Recorded data

──────

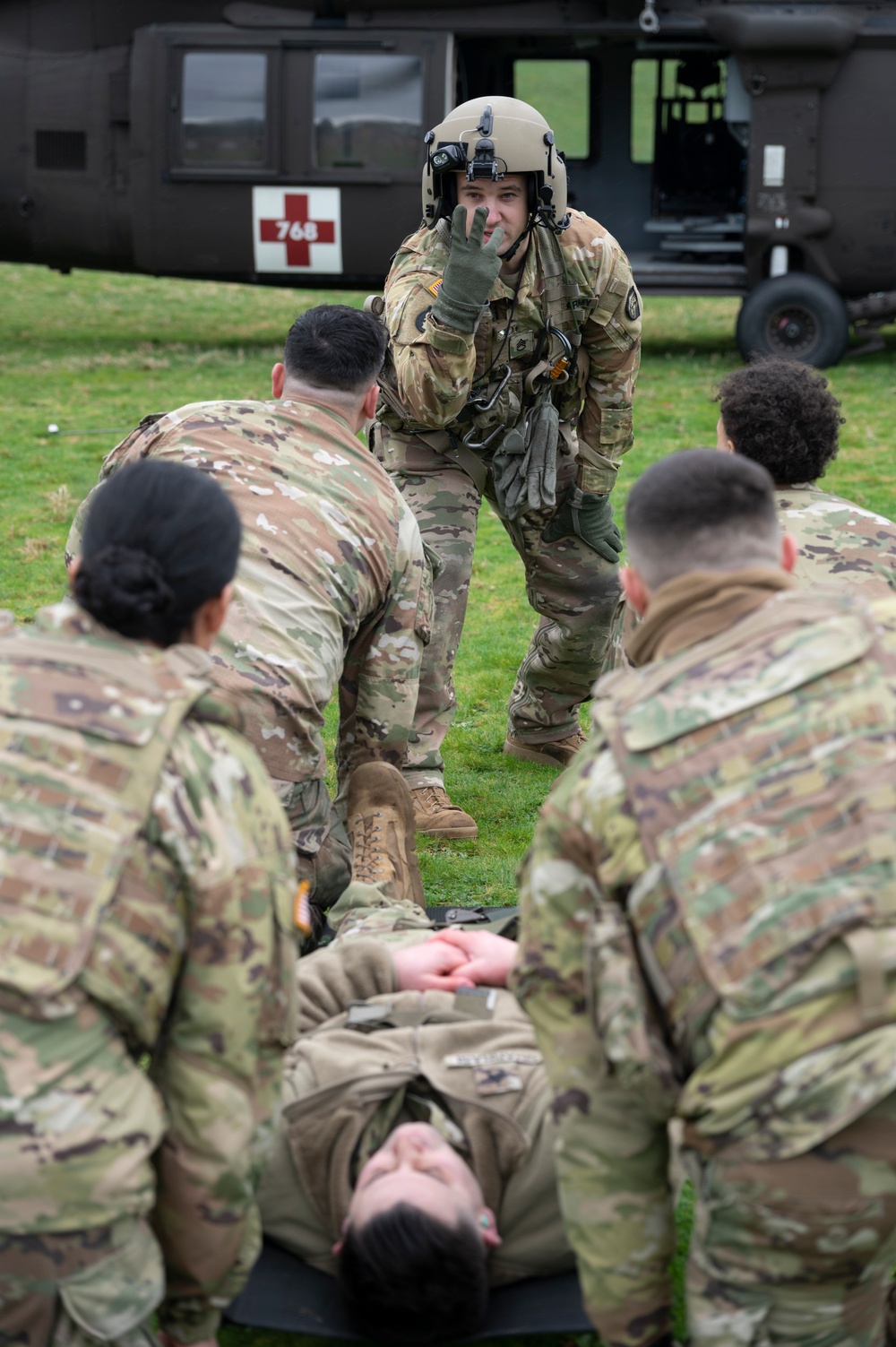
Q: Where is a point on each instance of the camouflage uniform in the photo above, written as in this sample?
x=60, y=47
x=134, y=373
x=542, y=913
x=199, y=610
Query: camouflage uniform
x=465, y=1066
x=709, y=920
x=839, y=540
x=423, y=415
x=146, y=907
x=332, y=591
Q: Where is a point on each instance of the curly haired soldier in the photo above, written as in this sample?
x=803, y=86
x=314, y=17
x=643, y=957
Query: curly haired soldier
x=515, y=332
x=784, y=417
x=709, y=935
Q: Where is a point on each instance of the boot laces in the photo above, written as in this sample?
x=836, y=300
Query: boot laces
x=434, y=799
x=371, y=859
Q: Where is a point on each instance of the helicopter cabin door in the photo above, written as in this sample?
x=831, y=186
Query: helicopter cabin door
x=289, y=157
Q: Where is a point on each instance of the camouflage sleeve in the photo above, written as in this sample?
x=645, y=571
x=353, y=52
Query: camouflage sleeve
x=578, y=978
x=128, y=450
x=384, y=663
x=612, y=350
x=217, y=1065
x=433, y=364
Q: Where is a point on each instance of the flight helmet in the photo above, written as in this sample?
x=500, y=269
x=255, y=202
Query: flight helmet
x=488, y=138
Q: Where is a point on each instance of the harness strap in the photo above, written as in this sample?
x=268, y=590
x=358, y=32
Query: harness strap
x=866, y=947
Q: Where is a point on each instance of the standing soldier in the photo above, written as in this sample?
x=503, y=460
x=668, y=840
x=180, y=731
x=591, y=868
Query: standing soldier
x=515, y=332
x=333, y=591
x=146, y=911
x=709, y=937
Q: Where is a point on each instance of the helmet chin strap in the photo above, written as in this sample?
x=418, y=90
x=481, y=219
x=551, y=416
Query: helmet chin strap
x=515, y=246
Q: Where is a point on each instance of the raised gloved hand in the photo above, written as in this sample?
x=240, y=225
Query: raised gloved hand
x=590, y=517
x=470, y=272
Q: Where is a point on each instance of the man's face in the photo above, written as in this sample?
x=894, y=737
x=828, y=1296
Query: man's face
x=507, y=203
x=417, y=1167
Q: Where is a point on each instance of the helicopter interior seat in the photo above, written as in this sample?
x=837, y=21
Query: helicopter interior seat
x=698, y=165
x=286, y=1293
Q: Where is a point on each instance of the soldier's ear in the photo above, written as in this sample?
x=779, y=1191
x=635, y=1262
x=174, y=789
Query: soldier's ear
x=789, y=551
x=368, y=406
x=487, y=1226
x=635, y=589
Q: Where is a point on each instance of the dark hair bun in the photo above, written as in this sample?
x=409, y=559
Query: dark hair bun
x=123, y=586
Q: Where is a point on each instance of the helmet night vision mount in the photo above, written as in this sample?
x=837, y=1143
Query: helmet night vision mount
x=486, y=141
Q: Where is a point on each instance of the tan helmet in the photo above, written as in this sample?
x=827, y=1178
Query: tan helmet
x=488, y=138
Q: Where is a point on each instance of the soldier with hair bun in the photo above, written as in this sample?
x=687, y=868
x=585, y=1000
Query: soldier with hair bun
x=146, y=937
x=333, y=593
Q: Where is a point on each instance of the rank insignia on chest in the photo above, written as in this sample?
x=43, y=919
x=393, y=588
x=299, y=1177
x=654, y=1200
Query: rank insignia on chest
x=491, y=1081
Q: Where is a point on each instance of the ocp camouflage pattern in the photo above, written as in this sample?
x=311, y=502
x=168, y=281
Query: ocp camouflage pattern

──────

# [Exercise objective]
Determine which lines above include the word "pattern", and report those lines in full.

# [Answer box]
Q: Where is a point on each instance of the ocp camouflage pattern in the photo above, written as in this sample?
Query: ocp camouflage pattern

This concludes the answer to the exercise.